■ WHAT THE EXERCISE ASKS
Write the line that includes "of the aerial" and all subsequent lines, exactly as written, and nothing more.

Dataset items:
|---|

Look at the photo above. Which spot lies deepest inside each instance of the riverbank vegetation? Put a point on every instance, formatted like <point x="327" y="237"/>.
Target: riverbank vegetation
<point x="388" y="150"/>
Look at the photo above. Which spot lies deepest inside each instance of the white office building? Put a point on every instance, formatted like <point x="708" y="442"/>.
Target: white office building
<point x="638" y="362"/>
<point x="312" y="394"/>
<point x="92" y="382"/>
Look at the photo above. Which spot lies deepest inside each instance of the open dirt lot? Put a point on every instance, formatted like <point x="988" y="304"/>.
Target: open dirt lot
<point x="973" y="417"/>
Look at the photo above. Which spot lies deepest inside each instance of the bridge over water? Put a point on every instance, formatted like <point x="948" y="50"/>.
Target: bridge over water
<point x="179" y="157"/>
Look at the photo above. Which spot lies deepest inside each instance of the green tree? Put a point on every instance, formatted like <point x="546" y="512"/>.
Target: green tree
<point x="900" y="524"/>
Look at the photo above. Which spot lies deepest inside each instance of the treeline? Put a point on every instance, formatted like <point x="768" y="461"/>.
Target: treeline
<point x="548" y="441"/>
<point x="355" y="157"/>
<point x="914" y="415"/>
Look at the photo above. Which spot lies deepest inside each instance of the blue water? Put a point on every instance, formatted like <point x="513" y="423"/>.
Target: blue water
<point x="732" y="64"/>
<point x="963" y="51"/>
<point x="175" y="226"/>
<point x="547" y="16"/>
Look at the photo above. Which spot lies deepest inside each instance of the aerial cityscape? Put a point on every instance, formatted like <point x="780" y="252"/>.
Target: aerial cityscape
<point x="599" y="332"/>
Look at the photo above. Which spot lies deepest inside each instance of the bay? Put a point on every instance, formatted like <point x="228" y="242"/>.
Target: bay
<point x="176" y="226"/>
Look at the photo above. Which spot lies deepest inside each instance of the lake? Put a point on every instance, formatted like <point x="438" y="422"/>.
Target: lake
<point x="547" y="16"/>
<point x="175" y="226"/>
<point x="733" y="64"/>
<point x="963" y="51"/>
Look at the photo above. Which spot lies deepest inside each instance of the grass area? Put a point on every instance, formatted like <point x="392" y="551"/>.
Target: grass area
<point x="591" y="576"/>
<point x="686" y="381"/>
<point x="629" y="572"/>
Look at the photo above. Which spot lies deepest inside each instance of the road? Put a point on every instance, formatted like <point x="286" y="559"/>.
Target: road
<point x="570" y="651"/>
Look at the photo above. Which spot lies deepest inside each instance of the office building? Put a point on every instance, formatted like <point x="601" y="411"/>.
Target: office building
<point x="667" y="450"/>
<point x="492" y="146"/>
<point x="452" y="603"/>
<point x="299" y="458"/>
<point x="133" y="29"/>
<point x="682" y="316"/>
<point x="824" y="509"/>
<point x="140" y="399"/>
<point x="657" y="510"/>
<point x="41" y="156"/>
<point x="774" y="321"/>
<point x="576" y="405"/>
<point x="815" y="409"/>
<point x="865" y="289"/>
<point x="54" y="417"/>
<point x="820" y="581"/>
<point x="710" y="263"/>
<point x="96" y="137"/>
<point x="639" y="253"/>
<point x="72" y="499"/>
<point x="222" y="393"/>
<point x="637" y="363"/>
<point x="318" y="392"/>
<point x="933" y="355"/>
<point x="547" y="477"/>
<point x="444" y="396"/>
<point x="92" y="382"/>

|---|

■ ANSWER TO THE TASK
Look at the photo above. Which spot lies deepest inside each instance of the aerial cityscape? Put a point on every instance, formatted like <point x="780" y="252"/>.
Target: aerial cityscape
<point x="599" y="332"/>
Look at the photo above. Which spot lies deepest inside each instance of the bay? Put a point on every instance, formatted like <point x="228" y="242"/>.
Target: bay
<point x="176" y="226"/>
Look at the photo above. Which spot lies deepest inside each instance of the lake? Put a point on every instance, formatted like <point x="438" y="422"/>.
Target: lake
<point x="547" y="16"/>
<point x="175" y="226"/>
<point x="733" y="64"/>
<point x="963" y="51"/>
Look at the photo above. Which spot lies deepest inside each instance of the grass area? Put a point on every instance, formatted like <point x="392" y="551"/>.
Target: grass area
<point x="591" y="576"/>
<point x="686" y="381"/>
<point x="629" y="572"/>
Look at the photo above. Which spot lies deepest inside each instance of the road? Put a point on every instance, formatted like <point x="286" y="559"/>.
Target: road
<point x="570" y="651"/>
Look at the photo above. Which spot lies deepest inside each instance of the office building? Put a point on every instance, formatted like <point x="601" y="411"/>.
Target: office building
<point x="667" y="450"/>
<point x="492" y="146"/>
<point x="452" y="603"/>
<point x="299" y="458"/>
<point x="133" y="29"/>
<point x="682" y="316"/>
<point x="824" y="509"/>
<point x="140" y="399"/>
<point x="657" y="510"/>
<point x="41" y="156"/>
<point x="774" y="321"/>
<point x="576" y="405"/>
<point x="815" y="409"/>
<point x="865" y="289"/>
<point x="54" y="417"/>
<point x="820" y="581"/>
<point x="710" y="263"/>
<point x="96" y="137"/>
<point x="639" y="253"/>
<point x="72" y="499"/>
<point x="222" y="393"/>
<point x="637" y="363"/>
<point x="318" y="392"/>
<point x="933" y="355"/>
<point x="547" y="477"/>
<point x="444" y="396"/>
<point x="92" y="382"/>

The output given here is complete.